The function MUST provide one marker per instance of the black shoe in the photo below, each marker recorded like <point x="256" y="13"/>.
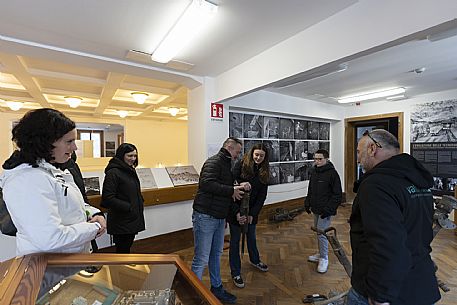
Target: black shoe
<point x="261" y="266"/>
<point x="223" y="295"/>
<point x="238" y="281"/>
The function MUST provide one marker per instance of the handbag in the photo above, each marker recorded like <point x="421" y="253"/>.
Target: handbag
<point x="6" y="224"/>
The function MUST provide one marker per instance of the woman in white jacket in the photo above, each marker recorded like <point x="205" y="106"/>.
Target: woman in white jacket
<point x="44" y="202"/>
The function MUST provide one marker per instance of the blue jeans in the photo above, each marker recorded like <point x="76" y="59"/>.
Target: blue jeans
<point x="234" y="251"/>
<point x="208" y="246"/>
<point x="322" y="241"/>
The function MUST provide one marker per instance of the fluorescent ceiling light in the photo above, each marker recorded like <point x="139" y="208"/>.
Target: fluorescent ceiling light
<point x="122" y="113"/>
<point x="192" y="21"/>
<point x="173" y="111"/>
<point x="15" y="106"/>
<point x="371" y="95"/>
<point x="139" y="97"/>
<point x="73" y="101"/>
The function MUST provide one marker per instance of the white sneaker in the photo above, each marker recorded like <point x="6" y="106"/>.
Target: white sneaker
<point x="323" y="265"/>
<point x="314" y="258"/>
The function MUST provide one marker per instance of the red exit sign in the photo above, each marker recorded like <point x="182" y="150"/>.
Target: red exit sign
<point x="217" y="110"/>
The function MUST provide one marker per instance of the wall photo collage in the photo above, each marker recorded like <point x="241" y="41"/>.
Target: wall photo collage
<point x="291" y="142"/>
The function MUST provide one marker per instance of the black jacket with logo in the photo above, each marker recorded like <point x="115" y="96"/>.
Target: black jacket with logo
<point x="121" y="195"/>
<point x="324" y="190"/>
<point x="391" y="232"/>
<point x="257" y="195"/>
<point x="215" y="186"/>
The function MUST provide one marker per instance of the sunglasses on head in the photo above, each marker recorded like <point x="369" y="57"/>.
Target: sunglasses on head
<point x="367" y="133"/>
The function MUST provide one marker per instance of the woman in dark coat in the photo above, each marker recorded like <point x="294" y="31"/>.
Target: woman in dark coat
<point x="255" y="169"/>
<point x="122" y="197"/>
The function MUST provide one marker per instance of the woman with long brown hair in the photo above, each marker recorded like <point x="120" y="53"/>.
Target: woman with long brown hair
<point x="255" y="169"/>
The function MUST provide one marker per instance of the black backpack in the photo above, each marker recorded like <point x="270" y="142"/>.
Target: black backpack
<point x="6" y="224"/>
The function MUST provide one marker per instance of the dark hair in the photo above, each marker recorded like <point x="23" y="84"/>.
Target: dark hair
<point x="323" y="152"/>
<point x="36" y="132"/>
<point x="247" y="170"/>
<point x="123" y="149"/>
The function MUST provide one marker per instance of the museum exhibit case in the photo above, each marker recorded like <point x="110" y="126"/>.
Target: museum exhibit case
<point x="96" y="279"/>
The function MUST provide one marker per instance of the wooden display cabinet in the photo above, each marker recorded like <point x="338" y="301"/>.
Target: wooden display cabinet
<point x="96" y="279"/>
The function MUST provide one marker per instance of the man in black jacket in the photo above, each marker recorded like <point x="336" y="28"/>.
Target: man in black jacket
<point x="391" y="227"/>
<point x="323" y="198"/>
<point x="211" y="205"/>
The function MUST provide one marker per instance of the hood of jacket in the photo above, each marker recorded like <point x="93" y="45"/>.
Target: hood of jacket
<point x="324" y="168"/>
<point x="119" y="164"/>
<point x="403" y="166"/>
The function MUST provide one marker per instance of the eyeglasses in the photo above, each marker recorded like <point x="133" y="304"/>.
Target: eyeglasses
<point x="367" y="133"/>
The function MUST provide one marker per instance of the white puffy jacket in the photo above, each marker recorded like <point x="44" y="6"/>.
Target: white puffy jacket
<point x="48" y="210"/>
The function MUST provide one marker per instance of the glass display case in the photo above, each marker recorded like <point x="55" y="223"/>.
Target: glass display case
<point x="101" y="279"/>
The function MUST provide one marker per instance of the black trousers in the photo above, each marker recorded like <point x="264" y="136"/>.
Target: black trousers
<point x="123" y="242"/>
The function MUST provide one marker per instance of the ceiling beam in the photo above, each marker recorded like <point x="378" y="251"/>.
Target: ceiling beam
<point x="176" y="94"/>
<point x="113" y="82"/>
<point x="73" y="77"/>
<point x="18" y="68"/>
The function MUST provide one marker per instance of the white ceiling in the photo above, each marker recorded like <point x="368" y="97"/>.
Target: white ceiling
<point x="54" y="48"/>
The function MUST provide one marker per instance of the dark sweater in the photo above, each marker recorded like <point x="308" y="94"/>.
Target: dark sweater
<point x="391" y="232"/>
<point x="215" y="186"/>
<point x="324" y="190"/>
<point x="122" y="197"/>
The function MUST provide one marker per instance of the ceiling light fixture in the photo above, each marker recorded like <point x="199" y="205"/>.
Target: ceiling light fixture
● ● ● ● ● ● ●
Task directions:
Please retype the material in full, exactly as it reads, apart from the images.

Response area:
The function MUST provide one marker per instance of the black shoe in the photo below, each marker recorded like <point x="256" y="13"/>.
Target: black shoe
<point x="261" y="266"/>
<point x="223" y="295"/>
<point x="238" y="281"/>
The function MUST provide one marker per instance of the handbag in the photo above, each marker recorded like <point x="421" y="253"/>.
Target: handbag
<point x="6" y="224"/>
The function MUST provide one marker per instance of the woman in white jacket in the photo above, each marker recorded like <point x="205" y="106"/>.
Target: woman in white jacket
<point x="44" y="202"/>
The function MUST provide one marker per instance of the blue jeans in the photo above, each marker recorded like <point x="76" y="59"/>.
Target: blue jeans
<point x="234" y="251"/>
<point x="208" y="246"/>
<point x="322" y="241"/>
The function MUST provide one marker per instance of the fluorescent ceiling light in the photo above, each marker recorded like <point x="139" y="208"/>.
Target: fluorescent ceiling light
<point x="122" y="113"/>
<point x="192" y="21"/>
<point x="173" y="111"/>
<point x="15" y="106"/>
<point x="371" y="95"/>
<point x="139" y="97"/>
<point x="73" y="101"/>
The function MUST provide one marker per instance of the white sneaker in the photo above, each marker recorded like <point x="6" y="106"/>.
Target: white sneaker
<point x="323" y="265"/>
<point x="314" y="258"/>
The function MUST provide one marker per instance of the red exit sign in the photo above, each marker recorded like <point x="182" y="150"/>.
Target: red exit sign
<point x="217" y="110"/>
The function MUST provide one marker per instance of the wall photo collage in the photo above, each marker recorded like <point x="241" y="41"/>.
Target: wall photo collage
<point x="291" y="142"/>
The function MUST provide one marker per instance of the black jacket with logo in the photo above, each marker recorded like <point x="115" y="96"/>.
Target: black jacket with logo
<point x="121" y="195"/>
<point x="324" y="190"/>
<point x="391" y="232"/>
<point x="257" y="195"/>
<point x="215" y="186"/>
The function MUST provide one marker per instance of the sunglasses on head in the photo above, each marker recorded like <point x="369" y="57"/>.
Target: sunglasses on head
<point x="367" y="133"/>
The function MUST provide one marker per instance of the woman in dark coat in the photo above, each marker recorded like <point x="294" y="31"/>.
Target: woman in dark coat
<point x="255" y="169"/>
<point x="122" y="197"/>
The function MUST provide one marker per instance of the woman with long brown hair in the photo above, each marker recorded like <point x="120" y="53"/>.
Target: woman with long brown hair
<point x="255" y="169"/>
The function MUST provide one marker per instance of the black backpack in the photo above, each marker recorded like <point x="270" y="142"/>.
Target: black backpack
<point x="6" y="224"/>
The function MUST provide one marker per instance of the dark hair in the photo above, each marker recorded like <point x="23" y="84"/>.
Target: dark hair
<point x="323" y="152"/>
<point x="36" y="132"/>
<point x="247" y="170"/>
<point x="123" y="149"/>
The function MUST provide one marker per instance of the museum exhibit case in the photo above, each marker recorded like <point x="110" y="126"/>.
Target: museum exhibit case
<point x="96" y="279"/>
The function MUST provide one marker per instance of the wooden display cabinet in the photo above, each marker recorded like <point x="338" y="301"/>.
Target: wooden display cabinet
<point x="96" y="279"/>
The function MUST provide one marker per instance of the man in black jacket in the photo above, each marker recorded like <point x="336" y="28"/>.
Target: man in black jacket
<point x="391" y="227"/>
<point x="323" y="198"/>
<point x="211" y="205"/>
The function MUST provide one marker per instance of the hood of jacket in the photo above, each marker recorded like <point x="93" y="45"/>.
Target: hood of jacket
<point x="324" y="168"/>
<point x="119" y="164"/>
<point x="403" y="166"/>
The function MUST provide one marker per instance of the eyeglasses in the photo above, each marker recorded like <point x="133" y="304"/>.
Target: eyeglasses
<point x="367" y="133"/>
The function MUST provide one marker per instance of the white puffy jacket in the photo above, each marker recorded like <point x="44" y="6"/>.
Target: white puffy jacket
<point x="48" y="210"/>
The function MUST provide one marker per instance of the glass display case in the photo above, each marker recorded like <point x="55" y="223"/>.
Target: glass display case
<point x="101" y="279"/>
The function MUST provide one marker per instance of the black trousers in the photo above, each marker recorded like <point x="264" y="136"/>.
Target: black trousers
<point x="123" y="242"/>
The function MUST provide one marker per instance of the ceiling beam in the photo above, each marker recorded like <point x="378" y="251"/>.
Target: ceiling beam
<point x="176" y="94"/>
<point x="113" y="82"/>
<point x="73" y="77"/>
<point x="18" y="68"/>
The function MUST provide one marker per instance of the white ceiling in the photo above, each marker recorded like <point x="368" y="97"/>.
Target: white ceiling
<point x="54" y="48"/>
The function MUST provide one marker per instance of the dark sweater in the photo above, each marker recorded like <point x="308" y="94"/>.
Target: dark sweater
<point x="391" y="232"/>
<point x="215" y="186"/>
<point x="324" y="190"/>
<point x="122" y="197"/>
The function MUST provide one marker per instance of the ceiling light fixture in the photo above, each marker recorded like <point x="199" y="205"/>.
Target: ceiling light fixture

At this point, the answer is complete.